# [WHAT IS BEING ASKED]
Count how many lines in the entries below contain the string "ornate", treating uppercase and lowercase as different, and reply with only that number.

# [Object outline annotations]

----

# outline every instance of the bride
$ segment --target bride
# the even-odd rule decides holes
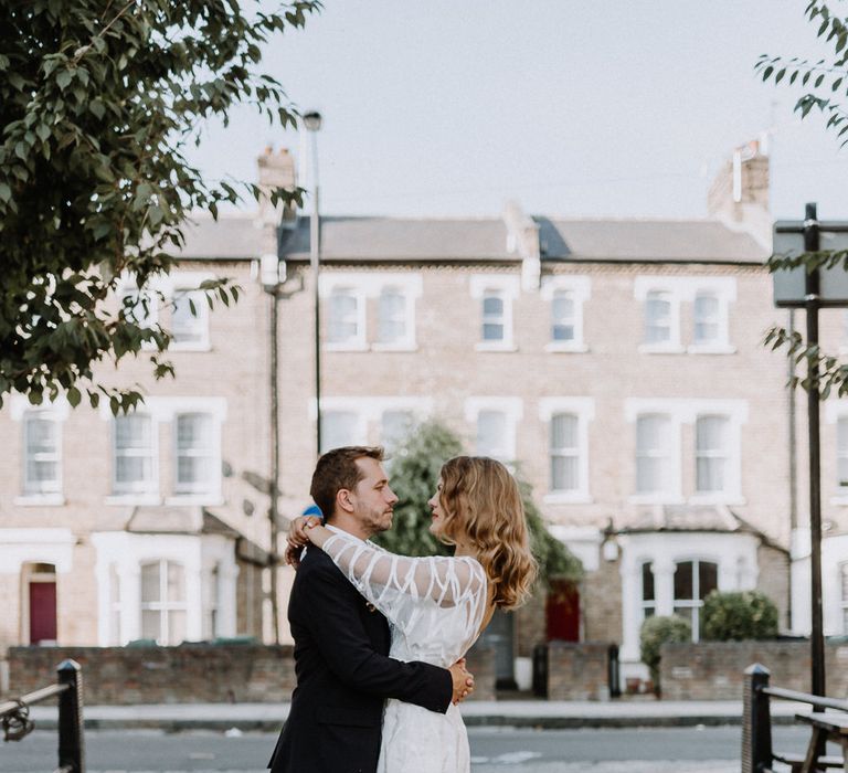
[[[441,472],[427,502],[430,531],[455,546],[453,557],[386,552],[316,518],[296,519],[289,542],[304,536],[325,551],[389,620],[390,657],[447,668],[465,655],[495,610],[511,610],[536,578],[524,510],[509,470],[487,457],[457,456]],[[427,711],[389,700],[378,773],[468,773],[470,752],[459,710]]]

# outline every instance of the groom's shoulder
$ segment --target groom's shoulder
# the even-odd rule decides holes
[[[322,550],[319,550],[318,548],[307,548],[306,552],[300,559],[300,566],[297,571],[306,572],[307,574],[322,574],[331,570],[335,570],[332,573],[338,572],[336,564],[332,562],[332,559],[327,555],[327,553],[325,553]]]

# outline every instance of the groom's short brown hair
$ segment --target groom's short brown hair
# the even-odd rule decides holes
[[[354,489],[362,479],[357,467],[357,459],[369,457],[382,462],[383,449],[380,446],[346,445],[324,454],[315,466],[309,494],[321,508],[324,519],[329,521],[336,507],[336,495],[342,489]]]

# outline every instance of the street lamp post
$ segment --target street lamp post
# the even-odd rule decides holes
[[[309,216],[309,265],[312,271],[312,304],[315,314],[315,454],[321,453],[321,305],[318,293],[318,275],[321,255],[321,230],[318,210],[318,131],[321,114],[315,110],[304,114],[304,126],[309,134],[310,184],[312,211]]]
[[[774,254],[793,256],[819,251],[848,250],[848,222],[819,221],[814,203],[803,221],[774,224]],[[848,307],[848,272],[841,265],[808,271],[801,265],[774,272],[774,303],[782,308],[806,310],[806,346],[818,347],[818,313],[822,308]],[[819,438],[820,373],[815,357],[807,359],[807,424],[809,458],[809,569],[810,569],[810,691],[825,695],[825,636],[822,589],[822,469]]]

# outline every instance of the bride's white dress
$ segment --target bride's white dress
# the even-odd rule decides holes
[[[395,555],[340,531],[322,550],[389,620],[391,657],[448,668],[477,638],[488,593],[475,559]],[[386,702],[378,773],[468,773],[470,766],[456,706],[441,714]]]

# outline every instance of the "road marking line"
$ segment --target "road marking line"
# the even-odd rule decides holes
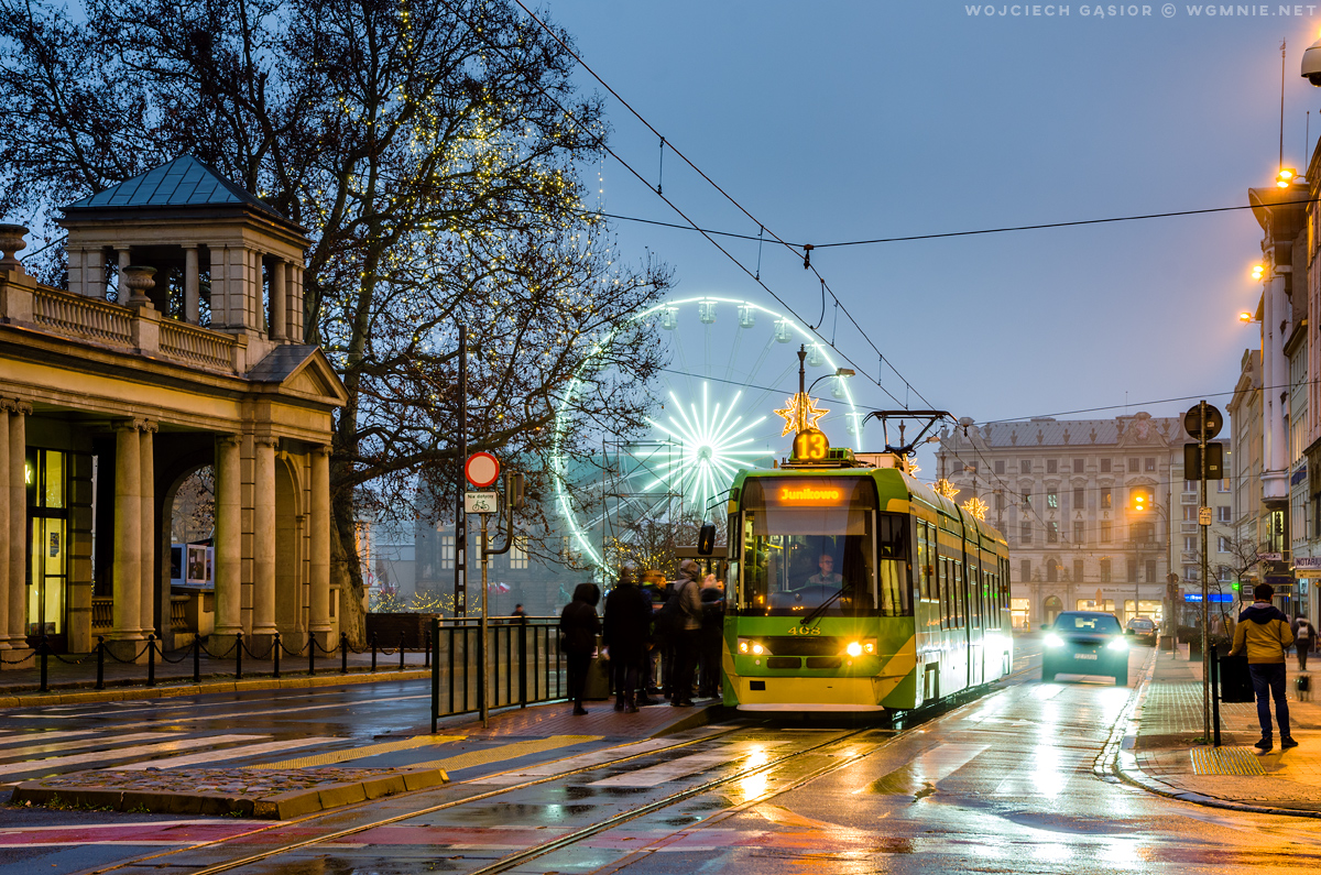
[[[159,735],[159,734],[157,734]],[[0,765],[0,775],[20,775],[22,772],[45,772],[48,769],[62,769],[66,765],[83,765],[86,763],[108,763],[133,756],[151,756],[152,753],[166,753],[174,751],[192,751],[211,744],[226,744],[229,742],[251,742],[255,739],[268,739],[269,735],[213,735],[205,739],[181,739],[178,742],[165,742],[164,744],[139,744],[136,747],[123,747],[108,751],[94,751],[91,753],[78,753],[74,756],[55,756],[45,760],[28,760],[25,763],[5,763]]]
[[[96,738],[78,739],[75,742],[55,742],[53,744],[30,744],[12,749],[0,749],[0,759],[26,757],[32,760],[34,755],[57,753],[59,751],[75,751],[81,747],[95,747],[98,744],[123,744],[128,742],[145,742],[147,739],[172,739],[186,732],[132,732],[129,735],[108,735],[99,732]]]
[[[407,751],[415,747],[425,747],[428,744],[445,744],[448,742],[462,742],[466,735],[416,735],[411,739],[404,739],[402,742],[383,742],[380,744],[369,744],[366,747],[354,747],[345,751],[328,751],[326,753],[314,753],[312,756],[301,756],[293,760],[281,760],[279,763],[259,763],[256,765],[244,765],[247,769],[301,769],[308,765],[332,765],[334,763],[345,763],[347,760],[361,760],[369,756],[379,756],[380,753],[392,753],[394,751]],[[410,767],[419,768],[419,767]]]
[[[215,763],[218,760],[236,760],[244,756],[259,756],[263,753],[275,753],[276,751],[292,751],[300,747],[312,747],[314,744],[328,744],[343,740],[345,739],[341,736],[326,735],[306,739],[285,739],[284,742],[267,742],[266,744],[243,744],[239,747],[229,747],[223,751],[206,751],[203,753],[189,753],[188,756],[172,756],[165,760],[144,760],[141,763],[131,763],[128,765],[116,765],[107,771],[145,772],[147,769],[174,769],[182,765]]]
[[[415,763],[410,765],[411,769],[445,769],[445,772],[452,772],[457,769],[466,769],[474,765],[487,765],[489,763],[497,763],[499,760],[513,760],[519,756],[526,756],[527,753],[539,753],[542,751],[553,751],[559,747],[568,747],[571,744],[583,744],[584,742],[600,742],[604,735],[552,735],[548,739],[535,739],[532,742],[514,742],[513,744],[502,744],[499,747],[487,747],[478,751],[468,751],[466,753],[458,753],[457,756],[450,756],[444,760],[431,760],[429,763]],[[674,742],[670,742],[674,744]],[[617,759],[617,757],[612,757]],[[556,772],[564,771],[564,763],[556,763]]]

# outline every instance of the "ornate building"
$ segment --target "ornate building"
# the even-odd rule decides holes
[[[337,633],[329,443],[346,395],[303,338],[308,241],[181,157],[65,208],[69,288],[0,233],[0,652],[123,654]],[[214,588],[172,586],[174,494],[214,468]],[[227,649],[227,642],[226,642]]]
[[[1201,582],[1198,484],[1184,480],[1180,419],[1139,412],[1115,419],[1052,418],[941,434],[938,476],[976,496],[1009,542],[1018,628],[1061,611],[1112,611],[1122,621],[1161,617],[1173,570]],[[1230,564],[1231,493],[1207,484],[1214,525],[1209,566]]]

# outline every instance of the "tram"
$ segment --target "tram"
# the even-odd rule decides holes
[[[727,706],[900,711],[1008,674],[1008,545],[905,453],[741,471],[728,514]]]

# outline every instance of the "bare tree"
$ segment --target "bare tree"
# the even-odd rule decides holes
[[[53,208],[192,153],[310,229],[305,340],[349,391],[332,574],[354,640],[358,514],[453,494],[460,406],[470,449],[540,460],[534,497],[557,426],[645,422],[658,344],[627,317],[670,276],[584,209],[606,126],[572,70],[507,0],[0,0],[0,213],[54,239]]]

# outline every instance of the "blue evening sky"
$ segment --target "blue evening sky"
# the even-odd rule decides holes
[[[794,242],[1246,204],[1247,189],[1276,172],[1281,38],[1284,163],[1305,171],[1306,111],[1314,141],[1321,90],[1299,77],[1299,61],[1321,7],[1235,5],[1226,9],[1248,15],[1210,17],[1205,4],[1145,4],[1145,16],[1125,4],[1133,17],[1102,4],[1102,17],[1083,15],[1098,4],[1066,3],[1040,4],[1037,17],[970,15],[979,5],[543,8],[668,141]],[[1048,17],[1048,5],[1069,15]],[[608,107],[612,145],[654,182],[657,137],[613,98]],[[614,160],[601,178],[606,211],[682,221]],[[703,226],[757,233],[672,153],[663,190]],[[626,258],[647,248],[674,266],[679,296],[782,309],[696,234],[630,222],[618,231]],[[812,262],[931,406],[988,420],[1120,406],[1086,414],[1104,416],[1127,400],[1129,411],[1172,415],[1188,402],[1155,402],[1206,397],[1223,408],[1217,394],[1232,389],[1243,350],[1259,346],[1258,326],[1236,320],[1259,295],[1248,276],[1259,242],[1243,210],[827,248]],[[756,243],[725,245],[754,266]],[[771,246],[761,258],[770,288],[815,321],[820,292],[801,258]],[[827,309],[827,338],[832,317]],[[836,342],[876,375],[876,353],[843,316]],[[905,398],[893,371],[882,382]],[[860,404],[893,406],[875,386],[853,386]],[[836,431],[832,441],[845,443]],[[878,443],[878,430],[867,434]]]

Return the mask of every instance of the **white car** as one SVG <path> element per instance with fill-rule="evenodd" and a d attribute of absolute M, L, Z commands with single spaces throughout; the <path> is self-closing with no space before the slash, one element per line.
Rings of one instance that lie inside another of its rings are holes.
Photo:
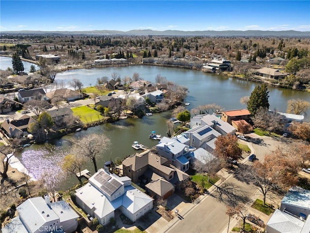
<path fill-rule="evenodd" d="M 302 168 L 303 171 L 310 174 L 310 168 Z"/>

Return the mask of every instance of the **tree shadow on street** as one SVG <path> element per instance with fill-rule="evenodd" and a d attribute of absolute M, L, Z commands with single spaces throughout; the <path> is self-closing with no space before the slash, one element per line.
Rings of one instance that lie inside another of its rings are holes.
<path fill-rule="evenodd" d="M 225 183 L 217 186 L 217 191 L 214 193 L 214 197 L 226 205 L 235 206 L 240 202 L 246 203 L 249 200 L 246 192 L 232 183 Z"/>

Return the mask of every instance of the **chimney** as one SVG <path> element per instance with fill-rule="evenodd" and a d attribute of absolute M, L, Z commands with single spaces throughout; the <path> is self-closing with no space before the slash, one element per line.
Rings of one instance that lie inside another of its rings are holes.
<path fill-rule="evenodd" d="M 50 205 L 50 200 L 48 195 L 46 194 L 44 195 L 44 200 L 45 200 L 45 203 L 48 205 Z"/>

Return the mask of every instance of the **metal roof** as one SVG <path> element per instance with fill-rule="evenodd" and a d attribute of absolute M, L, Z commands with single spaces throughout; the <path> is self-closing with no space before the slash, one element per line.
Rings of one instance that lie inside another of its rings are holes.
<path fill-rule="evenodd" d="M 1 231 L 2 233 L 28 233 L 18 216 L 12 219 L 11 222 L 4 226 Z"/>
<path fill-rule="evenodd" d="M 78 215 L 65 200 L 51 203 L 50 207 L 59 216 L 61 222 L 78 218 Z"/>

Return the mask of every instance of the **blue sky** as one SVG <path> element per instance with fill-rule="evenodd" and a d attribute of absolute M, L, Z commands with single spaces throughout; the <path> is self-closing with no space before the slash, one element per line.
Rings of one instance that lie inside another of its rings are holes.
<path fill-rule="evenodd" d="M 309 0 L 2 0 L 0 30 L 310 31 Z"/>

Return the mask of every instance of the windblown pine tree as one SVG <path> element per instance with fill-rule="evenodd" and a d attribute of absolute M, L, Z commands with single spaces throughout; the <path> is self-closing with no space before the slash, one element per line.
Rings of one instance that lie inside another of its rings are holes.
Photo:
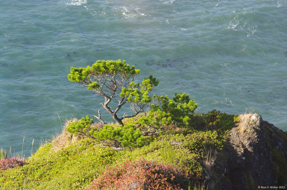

----

# [ANSWER TO THE TASK]
2